# START OF Exercise materials

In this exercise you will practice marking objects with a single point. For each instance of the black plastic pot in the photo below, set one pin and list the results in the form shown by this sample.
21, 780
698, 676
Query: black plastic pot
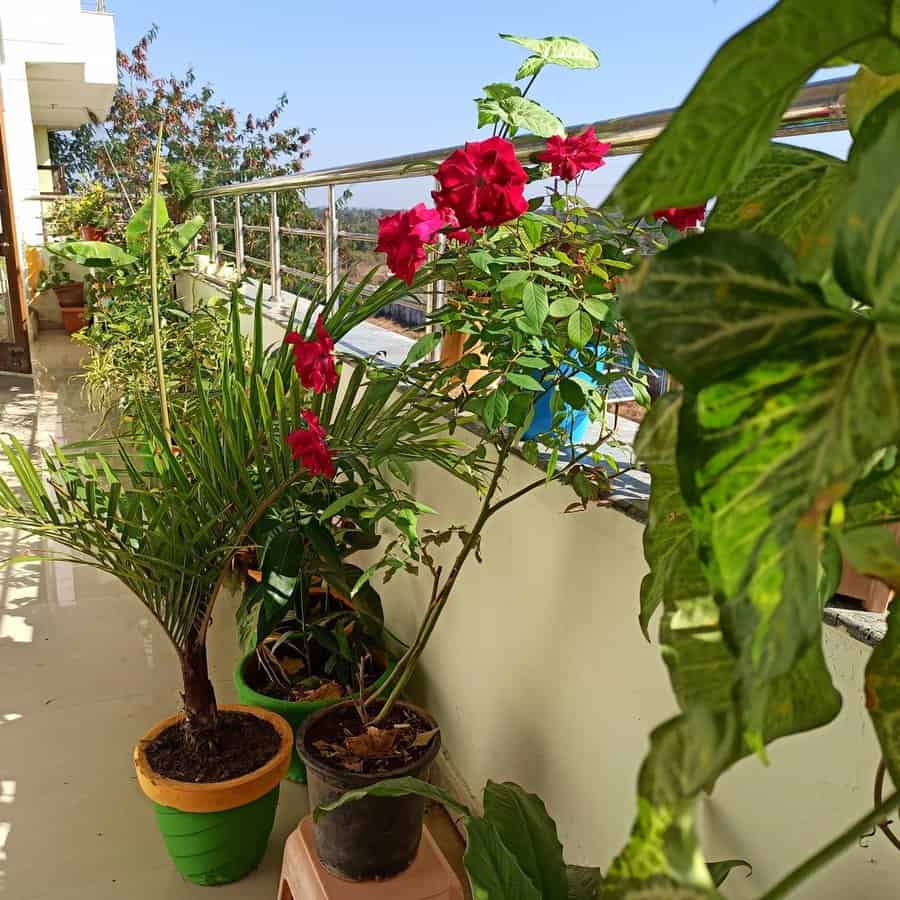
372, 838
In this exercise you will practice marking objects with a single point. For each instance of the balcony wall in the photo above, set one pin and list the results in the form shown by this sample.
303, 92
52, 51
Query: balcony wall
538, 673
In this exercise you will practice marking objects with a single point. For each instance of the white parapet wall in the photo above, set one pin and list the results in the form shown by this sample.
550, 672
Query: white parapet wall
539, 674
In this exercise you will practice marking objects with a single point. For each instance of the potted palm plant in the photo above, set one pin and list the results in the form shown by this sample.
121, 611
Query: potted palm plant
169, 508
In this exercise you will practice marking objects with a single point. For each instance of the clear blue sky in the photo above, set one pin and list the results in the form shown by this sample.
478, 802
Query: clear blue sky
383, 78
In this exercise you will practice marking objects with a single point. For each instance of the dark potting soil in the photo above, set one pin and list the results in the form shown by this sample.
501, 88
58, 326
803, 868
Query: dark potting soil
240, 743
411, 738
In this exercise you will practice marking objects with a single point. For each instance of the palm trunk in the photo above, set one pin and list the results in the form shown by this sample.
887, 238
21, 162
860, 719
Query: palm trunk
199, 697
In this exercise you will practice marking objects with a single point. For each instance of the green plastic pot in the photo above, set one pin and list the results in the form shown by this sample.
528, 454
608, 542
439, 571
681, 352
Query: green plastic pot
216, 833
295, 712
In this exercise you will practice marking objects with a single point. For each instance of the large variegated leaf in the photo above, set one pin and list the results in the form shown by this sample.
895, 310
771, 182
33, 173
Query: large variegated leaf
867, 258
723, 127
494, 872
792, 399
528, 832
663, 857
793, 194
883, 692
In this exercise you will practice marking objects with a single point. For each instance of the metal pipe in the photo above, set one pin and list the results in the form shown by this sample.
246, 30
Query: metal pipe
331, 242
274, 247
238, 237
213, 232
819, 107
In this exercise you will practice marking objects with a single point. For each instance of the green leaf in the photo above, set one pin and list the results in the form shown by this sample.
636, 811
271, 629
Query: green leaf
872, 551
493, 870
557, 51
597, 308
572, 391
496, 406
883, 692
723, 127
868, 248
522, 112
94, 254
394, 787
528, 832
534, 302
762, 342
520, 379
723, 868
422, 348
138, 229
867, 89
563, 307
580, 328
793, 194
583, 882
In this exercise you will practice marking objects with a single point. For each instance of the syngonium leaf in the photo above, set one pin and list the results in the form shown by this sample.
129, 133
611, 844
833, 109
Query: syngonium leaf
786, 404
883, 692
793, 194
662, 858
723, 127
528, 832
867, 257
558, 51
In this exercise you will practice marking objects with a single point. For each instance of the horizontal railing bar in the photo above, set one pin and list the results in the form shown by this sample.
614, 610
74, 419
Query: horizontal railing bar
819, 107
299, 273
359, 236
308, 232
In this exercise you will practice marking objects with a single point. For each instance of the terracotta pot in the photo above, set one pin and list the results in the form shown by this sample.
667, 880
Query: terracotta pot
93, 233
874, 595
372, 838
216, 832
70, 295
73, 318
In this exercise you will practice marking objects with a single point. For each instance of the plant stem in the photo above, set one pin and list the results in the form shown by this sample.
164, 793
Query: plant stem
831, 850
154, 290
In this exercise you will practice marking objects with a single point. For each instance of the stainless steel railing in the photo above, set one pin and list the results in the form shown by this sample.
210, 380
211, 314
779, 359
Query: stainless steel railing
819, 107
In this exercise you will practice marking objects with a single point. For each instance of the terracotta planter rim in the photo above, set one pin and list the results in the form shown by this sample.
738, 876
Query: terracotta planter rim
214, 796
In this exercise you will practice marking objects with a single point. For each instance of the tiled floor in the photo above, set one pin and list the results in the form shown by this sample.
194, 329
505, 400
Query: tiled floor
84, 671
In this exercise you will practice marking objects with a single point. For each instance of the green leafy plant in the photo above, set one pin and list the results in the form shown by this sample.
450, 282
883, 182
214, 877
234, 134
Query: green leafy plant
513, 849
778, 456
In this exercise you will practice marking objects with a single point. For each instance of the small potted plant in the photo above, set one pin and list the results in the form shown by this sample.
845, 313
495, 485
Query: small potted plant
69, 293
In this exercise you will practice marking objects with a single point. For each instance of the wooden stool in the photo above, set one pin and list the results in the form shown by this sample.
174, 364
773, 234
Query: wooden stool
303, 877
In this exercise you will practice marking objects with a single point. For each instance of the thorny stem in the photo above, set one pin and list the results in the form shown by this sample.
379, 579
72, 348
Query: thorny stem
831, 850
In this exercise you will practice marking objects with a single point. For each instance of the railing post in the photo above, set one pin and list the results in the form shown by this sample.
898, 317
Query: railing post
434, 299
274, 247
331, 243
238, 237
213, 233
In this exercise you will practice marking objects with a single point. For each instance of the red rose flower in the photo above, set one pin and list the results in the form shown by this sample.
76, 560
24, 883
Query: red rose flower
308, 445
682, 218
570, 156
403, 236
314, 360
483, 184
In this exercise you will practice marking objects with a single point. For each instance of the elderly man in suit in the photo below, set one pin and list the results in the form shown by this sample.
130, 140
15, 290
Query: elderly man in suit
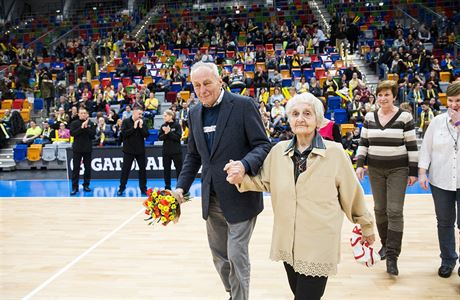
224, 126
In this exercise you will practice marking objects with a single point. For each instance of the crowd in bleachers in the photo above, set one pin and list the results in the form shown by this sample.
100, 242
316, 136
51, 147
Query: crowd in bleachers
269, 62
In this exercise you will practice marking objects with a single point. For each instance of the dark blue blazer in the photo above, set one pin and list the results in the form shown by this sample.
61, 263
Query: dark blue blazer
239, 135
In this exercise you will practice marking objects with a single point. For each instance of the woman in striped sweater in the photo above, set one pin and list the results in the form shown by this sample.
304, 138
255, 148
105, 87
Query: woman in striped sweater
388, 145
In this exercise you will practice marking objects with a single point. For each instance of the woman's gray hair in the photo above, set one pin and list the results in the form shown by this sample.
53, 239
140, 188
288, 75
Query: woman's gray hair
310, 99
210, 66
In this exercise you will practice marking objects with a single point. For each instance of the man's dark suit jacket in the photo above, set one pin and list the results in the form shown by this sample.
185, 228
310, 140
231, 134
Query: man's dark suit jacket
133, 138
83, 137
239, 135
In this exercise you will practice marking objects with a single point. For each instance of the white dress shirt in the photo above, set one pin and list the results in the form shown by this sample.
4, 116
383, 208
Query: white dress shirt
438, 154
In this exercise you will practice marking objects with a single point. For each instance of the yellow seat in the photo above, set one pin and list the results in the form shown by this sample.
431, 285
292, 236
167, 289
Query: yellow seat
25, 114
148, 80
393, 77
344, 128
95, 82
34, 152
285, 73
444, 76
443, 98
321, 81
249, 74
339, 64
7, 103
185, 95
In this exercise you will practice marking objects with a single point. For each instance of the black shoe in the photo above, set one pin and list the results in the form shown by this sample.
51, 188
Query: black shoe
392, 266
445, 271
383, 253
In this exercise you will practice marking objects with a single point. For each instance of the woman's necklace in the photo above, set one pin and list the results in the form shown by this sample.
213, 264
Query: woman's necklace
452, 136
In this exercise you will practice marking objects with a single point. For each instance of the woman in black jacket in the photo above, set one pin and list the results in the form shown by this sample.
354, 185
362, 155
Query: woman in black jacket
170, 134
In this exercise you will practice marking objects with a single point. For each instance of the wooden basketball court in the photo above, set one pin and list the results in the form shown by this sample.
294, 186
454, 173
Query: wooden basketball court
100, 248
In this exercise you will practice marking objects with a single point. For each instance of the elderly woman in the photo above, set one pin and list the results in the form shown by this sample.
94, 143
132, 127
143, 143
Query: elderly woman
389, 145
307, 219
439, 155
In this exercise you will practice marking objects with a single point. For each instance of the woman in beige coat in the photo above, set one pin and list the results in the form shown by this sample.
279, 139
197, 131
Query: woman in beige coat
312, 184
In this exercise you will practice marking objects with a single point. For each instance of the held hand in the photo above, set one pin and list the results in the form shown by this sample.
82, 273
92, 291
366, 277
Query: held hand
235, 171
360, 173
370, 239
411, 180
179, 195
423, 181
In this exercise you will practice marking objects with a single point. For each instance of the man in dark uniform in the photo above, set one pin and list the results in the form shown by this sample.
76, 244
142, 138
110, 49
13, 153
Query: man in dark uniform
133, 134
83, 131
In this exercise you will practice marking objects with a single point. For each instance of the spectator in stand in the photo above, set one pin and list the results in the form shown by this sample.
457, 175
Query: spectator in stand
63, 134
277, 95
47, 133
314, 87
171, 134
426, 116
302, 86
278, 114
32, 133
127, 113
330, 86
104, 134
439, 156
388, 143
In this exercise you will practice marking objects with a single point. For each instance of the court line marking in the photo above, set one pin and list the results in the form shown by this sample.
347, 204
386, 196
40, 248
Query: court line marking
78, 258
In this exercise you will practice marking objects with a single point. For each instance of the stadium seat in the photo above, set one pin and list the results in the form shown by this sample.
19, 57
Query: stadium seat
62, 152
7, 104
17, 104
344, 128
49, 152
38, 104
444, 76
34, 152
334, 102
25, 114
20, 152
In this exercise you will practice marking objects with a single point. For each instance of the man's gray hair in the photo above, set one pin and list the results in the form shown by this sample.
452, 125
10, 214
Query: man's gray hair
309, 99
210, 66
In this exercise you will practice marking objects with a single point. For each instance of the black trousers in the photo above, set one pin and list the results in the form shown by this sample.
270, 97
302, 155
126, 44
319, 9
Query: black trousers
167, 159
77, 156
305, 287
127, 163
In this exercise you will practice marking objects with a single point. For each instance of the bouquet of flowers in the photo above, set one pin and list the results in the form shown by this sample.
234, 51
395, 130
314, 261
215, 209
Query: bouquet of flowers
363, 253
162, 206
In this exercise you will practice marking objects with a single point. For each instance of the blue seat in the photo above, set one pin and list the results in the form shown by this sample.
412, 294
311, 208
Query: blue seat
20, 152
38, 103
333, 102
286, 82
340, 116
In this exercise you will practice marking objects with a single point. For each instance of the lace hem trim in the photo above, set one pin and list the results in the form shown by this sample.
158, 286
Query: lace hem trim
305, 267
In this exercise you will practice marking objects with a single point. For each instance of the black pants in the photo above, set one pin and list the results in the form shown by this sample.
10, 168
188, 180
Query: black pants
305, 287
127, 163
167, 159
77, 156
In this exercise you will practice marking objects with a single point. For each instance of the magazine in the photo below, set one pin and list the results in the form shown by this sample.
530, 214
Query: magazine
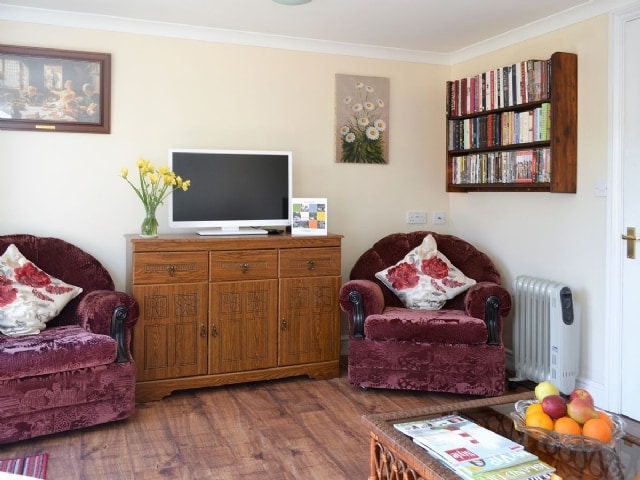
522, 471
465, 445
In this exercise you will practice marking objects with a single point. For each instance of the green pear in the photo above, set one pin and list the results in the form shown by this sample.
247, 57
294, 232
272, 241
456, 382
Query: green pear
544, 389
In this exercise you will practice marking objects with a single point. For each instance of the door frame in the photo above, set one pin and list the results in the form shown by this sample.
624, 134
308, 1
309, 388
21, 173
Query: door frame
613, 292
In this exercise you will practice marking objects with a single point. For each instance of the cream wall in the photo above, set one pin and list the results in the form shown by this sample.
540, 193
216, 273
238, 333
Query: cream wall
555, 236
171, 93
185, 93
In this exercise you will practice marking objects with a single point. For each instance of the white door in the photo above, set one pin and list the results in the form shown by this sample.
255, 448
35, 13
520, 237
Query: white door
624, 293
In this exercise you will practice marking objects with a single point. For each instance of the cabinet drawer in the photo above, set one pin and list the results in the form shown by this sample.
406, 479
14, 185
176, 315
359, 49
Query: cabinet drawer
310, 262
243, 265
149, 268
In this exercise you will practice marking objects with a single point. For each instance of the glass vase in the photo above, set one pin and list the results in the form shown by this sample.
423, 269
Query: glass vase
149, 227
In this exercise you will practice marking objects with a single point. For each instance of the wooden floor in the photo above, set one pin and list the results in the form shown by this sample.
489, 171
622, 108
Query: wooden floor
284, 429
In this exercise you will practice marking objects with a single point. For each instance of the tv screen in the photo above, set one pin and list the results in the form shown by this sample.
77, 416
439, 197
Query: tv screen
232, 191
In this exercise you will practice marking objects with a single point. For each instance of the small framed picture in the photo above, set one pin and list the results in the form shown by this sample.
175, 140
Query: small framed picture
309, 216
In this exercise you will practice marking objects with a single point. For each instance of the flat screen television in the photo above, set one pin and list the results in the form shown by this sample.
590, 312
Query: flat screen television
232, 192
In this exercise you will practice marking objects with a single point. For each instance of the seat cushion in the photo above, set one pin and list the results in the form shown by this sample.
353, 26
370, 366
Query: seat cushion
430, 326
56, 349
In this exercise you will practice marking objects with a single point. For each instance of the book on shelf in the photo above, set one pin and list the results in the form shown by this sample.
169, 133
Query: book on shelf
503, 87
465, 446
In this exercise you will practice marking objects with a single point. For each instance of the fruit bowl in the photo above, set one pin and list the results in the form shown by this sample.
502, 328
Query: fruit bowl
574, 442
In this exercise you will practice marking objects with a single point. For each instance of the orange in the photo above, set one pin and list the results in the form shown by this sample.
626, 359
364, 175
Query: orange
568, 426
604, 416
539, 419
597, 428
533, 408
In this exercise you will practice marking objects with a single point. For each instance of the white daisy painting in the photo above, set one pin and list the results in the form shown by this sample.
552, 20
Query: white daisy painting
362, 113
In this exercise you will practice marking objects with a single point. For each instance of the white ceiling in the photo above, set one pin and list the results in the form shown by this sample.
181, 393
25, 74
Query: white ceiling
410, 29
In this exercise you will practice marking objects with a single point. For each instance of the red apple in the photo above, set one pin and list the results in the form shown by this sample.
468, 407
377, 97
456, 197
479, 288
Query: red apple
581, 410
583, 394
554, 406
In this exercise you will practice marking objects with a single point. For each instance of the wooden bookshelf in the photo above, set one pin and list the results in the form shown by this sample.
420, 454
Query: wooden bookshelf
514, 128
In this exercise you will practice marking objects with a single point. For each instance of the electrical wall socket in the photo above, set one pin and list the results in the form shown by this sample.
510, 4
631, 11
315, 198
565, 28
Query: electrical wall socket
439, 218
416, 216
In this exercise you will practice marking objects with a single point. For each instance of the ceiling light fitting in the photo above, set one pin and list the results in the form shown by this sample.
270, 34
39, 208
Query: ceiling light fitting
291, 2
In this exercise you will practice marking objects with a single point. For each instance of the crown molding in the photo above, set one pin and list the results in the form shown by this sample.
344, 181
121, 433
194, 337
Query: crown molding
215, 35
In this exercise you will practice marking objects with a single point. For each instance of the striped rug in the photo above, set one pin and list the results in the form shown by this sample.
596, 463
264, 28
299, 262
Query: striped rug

# END OF Exercise materials

# Short problem
The lines to reproduce run from the line containing "the white ceiling" to the end of the listing; write them out exactly and add nothing.

# Task result
In this exercise you will practice marking objects with a single point. For each instance of the white ceiling in the photo above, set one pin and list the results in the form shown by this sample.
181, 393
25, 74
Query: white ceiling
410, 29
In this exercise you will practice marking objects with a single point. For each instance of the red apple in the photo above, set one pin and list the results in the form shown by this sample.
468, 407
377, 97
456, 197
479, 288
Query: red apple
581, 410
583, 394
554, 406
In this exercise you will practice marking objects with a single point. For each instance of the wooden bookshelf in the photo above, set one pin and list the results in the form shown by this sample.
420, 454
Query: wooden bookshelf
514, 128
In this exercise you will practice marking objects with a single point. For each instance of the electrical wall socket in the photo above, set one pin and list the results in the form shown by this sample.
510, 4
631, 11
315, 198
565, 28
Query: electrical wall socket
439, 218
416, 216
In this exercise you will practice marking objects with a single point. For each instance of the ceiling light fitting in the photo above, set one pin and list the results in the form shown by this sample.
270, 34
39, 208
Query: ceiling light fitting
291, 2
In this exercise you will practice marking objects with a single point. For each instance of the crown molding in the photo above, set one pin and list the results in the form shown by this sample.
344, 181
121, 433
194, 337
Query: crown molding
215, 35
In this exercise you will practice marking objects with a single point. For each instance of the striped rug in the photo above, set one pin and list the results in the form shown by this sample.
596, 463
264, 28
299, 262
Query: striped rug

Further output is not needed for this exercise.